Data records:
[START]

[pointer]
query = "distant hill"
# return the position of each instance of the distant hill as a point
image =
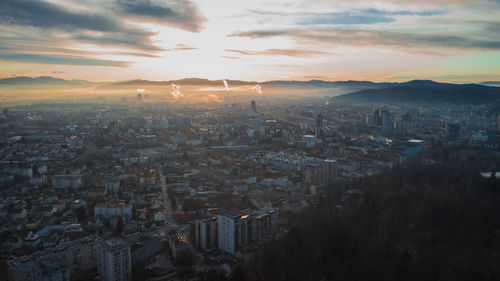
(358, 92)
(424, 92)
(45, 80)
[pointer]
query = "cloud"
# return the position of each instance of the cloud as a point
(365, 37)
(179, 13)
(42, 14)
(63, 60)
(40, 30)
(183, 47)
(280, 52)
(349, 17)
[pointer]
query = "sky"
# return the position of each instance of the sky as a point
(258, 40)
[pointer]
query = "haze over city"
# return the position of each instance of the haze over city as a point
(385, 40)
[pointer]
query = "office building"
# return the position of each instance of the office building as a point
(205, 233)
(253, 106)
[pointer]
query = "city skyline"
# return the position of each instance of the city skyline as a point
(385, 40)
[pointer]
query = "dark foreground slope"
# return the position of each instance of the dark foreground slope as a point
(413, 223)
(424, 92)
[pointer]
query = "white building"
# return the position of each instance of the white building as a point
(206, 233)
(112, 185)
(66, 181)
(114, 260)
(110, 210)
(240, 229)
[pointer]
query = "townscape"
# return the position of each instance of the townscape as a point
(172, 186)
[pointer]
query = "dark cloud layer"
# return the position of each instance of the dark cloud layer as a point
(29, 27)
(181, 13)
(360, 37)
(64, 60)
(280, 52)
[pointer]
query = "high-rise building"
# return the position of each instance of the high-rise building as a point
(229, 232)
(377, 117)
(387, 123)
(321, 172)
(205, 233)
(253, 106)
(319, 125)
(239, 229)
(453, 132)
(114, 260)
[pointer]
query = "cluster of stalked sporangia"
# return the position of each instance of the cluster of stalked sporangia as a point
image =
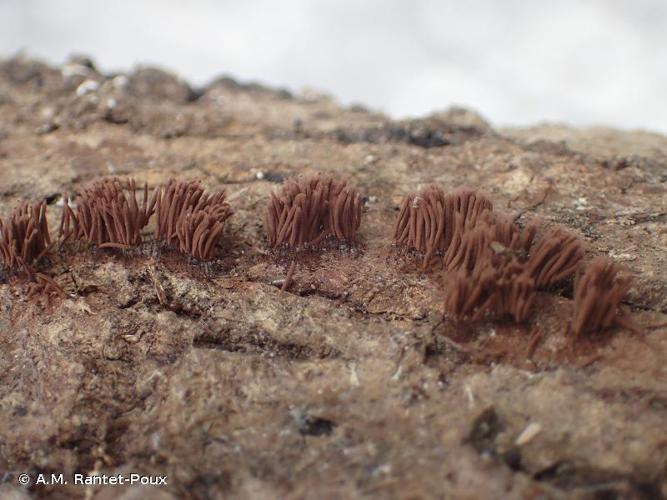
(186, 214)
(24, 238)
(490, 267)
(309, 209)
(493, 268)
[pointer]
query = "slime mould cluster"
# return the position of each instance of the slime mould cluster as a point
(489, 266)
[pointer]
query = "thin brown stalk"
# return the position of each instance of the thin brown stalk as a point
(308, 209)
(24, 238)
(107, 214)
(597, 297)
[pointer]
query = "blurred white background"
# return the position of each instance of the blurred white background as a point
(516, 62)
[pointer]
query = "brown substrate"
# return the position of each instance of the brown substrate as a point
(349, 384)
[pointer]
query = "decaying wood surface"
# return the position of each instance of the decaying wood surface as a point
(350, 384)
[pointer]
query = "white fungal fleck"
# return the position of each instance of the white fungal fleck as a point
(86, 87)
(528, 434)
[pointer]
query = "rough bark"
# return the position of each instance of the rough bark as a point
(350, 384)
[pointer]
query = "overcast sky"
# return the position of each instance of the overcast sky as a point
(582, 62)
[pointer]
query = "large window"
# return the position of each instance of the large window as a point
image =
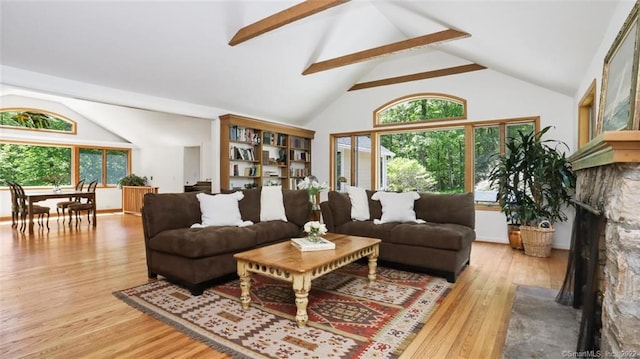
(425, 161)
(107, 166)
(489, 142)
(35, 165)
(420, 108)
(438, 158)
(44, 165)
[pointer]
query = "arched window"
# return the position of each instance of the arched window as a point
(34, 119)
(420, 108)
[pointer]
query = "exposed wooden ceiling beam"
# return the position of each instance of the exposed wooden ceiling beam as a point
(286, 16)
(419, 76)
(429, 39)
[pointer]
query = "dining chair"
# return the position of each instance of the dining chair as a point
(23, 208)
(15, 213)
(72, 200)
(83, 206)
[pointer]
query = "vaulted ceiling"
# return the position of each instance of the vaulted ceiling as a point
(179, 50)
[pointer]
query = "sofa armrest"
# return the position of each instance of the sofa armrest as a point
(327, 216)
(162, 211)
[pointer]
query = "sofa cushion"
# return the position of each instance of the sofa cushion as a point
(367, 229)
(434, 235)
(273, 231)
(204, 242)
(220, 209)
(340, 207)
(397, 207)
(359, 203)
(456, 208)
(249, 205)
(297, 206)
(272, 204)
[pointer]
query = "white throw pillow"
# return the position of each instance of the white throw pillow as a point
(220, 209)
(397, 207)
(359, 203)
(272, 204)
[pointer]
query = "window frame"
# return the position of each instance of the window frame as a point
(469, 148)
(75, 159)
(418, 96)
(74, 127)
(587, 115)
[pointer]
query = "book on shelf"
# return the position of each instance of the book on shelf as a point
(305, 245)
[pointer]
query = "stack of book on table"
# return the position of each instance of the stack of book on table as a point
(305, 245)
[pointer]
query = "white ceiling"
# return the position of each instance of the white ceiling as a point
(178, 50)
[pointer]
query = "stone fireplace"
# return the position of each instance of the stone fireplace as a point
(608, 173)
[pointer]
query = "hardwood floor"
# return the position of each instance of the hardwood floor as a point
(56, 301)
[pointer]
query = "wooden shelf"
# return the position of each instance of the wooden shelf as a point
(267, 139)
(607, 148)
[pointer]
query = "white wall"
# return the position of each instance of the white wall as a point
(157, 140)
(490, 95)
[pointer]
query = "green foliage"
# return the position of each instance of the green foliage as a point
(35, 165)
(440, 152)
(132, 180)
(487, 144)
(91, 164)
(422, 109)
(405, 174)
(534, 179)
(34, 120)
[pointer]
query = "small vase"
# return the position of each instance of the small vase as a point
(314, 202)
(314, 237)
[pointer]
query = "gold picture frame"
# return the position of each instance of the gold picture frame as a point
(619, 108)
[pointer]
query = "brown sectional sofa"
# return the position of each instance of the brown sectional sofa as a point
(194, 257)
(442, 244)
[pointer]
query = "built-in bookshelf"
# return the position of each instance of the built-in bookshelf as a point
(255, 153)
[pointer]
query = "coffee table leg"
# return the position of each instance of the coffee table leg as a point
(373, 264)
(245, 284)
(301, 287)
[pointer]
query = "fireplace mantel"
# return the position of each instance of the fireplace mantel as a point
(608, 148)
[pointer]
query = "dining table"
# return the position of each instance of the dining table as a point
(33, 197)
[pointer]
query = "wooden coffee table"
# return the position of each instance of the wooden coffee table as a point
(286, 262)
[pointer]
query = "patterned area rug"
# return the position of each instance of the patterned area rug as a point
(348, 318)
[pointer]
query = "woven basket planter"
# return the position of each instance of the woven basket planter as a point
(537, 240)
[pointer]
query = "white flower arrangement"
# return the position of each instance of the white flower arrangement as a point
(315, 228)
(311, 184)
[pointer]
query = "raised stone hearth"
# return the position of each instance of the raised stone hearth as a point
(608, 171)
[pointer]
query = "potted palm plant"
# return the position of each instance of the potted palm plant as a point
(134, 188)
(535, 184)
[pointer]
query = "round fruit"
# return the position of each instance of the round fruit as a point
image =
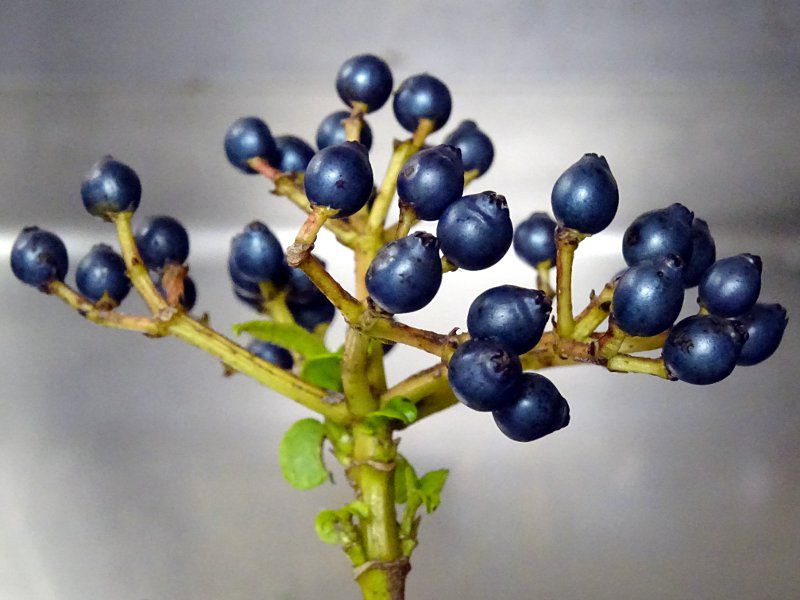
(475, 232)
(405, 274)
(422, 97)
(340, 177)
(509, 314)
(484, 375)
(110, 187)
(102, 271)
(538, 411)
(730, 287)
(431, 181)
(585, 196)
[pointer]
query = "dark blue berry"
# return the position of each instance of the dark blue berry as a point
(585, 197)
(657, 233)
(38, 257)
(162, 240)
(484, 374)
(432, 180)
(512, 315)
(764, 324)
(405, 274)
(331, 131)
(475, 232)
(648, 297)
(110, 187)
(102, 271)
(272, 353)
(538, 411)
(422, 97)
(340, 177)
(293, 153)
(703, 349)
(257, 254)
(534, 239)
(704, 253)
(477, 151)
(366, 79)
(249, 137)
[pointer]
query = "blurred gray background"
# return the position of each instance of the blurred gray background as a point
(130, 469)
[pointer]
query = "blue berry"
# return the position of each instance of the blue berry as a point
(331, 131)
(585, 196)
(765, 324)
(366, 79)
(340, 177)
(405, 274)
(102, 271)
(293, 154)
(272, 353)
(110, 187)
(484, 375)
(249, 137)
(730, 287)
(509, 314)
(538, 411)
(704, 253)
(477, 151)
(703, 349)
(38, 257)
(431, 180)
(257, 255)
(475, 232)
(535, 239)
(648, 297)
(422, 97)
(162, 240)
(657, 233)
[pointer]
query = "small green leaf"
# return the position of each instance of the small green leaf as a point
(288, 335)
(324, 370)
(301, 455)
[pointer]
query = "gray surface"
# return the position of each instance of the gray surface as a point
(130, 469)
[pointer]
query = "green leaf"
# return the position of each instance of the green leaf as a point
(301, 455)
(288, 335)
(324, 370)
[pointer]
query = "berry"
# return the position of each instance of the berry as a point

[END]

THE TASK
List each line of the data records above that includes the word "city".

FINISHED ANSWER
query = "haze over city"
# return the position of each instance of the haze over city as a point
query = "city skyline"
# return the position of each instance of the city skyline as a point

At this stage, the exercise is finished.